- [REQUIREMENT]
Report every line in the listing that contains the string "soccer".

*** DATA PROVIDED ***

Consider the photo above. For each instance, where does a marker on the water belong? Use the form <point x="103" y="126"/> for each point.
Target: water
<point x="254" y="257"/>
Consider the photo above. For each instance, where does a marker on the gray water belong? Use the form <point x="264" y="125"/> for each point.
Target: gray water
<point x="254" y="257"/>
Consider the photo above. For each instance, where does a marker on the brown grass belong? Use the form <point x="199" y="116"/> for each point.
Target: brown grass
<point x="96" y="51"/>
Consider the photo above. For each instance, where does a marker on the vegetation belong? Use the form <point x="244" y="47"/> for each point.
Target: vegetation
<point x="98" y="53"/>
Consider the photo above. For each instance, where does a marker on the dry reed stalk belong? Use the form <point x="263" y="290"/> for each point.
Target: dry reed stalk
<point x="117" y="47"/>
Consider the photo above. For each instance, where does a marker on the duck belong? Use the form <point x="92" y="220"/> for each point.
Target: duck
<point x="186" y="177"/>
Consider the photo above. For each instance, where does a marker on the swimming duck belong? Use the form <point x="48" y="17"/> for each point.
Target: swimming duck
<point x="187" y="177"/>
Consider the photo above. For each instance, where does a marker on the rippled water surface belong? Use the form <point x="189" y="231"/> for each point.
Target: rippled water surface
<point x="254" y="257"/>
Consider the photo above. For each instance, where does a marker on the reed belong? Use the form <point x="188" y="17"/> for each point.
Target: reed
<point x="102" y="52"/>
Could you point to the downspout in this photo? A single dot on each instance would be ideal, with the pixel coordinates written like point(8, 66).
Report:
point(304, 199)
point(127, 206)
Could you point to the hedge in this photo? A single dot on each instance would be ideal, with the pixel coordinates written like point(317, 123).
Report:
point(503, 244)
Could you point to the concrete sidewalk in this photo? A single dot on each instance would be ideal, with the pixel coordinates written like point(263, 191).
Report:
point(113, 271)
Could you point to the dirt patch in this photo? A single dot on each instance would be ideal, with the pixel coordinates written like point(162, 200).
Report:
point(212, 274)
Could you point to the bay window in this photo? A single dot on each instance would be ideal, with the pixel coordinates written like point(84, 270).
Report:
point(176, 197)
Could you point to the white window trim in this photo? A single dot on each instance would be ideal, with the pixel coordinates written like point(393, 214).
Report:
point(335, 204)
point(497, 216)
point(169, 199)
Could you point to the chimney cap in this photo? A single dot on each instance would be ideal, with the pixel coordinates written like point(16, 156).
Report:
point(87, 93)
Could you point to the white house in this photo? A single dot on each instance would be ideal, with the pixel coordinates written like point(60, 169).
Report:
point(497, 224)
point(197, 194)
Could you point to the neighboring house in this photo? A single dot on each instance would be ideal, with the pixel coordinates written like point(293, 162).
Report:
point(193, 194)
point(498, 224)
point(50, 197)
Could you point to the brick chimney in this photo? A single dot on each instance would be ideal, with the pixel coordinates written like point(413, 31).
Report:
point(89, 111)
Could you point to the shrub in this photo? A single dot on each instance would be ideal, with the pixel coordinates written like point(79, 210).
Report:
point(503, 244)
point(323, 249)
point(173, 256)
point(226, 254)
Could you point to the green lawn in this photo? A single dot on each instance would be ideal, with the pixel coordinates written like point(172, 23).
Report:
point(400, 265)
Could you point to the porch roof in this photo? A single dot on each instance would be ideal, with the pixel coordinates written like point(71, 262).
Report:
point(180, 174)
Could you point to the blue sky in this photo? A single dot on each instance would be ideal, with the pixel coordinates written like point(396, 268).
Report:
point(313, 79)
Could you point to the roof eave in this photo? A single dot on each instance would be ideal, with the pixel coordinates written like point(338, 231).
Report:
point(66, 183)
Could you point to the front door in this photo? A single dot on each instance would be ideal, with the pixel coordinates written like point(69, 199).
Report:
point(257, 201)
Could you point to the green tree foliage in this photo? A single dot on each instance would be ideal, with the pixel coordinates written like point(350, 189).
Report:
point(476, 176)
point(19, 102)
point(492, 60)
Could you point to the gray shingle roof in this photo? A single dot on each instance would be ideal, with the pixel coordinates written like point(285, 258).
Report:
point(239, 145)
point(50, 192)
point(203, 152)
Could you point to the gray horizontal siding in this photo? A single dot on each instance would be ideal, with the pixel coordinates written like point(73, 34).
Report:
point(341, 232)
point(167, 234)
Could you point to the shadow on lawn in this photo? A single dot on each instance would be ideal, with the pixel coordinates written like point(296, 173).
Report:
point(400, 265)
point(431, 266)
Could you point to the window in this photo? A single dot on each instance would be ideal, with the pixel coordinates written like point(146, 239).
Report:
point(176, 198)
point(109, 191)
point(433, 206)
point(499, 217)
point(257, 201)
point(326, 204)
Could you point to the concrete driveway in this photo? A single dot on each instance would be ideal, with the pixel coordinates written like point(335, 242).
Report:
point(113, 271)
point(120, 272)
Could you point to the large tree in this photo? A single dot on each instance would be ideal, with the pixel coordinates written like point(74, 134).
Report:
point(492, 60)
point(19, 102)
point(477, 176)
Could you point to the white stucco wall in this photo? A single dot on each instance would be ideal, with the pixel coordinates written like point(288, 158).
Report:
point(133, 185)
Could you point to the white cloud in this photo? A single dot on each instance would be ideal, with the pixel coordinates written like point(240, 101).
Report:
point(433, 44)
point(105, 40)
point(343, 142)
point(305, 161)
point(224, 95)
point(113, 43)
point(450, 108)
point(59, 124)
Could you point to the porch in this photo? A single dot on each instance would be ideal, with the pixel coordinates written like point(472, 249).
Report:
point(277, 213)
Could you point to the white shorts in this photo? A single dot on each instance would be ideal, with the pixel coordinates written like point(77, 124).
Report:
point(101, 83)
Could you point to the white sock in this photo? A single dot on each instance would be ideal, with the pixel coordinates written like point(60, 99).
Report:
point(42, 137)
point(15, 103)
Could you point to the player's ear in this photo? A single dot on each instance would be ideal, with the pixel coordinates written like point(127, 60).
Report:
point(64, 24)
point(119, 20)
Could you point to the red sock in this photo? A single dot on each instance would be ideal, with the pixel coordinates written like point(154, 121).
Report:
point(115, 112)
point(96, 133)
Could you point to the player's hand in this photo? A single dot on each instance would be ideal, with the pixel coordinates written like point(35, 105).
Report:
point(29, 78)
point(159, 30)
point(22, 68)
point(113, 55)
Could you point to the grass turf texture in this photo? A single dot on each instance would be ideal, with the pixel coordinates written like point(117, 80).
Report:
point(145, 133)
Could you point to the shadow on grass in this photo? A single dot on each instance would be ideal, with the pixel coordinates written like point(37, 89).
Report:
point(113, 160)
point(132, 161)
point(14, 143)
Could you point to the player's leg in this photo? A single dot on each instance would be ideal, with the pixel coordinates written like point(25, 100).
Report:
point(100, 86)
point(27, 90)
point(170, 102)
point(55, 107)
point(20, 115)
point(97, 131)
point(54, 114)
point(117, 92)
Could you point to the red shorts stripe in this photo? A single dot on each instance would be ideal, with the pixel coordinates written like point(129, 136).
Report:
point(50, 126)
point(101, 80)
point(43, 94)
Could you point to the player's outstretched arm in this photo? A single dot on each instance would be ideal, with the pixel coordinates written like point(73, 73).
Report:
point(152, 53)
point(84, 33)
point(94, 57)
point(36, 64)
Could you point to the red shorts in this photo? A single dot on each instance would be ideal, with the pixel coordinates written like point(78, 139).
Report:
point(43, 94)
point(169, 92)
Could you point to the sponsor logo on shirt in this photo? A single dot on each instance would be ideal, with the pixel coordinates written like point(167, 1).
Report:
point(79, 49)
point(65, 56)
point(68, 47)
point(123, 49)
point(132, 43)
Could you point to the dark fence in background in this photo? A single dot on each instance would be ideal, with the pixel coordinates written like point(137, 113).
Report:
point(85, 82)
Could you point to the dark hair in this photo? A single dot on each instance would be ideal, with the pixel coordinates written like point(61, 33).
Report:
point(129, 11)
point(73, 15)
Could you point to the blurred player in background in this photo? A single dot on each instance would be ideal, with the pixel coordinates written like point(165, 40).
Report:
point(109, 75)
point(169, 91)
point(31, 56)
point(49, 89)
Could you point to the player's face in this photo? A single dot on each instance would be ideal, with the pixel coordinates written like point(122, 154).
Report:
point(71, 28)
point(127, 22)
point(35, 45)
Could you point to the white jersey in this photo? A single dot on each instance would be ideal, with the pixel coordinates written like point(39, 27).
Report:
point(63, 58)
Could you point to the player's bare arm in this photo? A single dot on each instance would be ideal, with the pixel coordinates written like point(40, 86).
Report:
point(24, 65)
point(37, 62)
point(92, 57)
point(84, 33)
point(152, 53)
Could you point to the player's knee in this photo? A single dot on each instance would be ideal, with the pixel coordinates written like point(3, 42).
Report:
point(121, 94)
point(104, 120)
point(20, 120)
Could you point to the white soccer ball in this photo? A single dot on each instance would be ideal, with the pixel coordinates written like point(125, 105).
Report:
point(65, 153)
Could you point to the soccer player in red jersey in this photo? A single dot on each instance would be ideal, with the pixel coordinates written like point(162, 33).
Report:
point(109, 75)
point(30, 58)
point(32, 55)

*** End of DATA PROVIDED ***

- [ANSWER BOX]
Could you point to the white soccer ball in this photo? A single dot on each instance would be ideal, with the pixel coordinates written like point(125, 105).
Could you point to the soccer player in red jersey in this photo? A single dot on each instance would be ideal, with the pixel coordinates written like point(162, 33).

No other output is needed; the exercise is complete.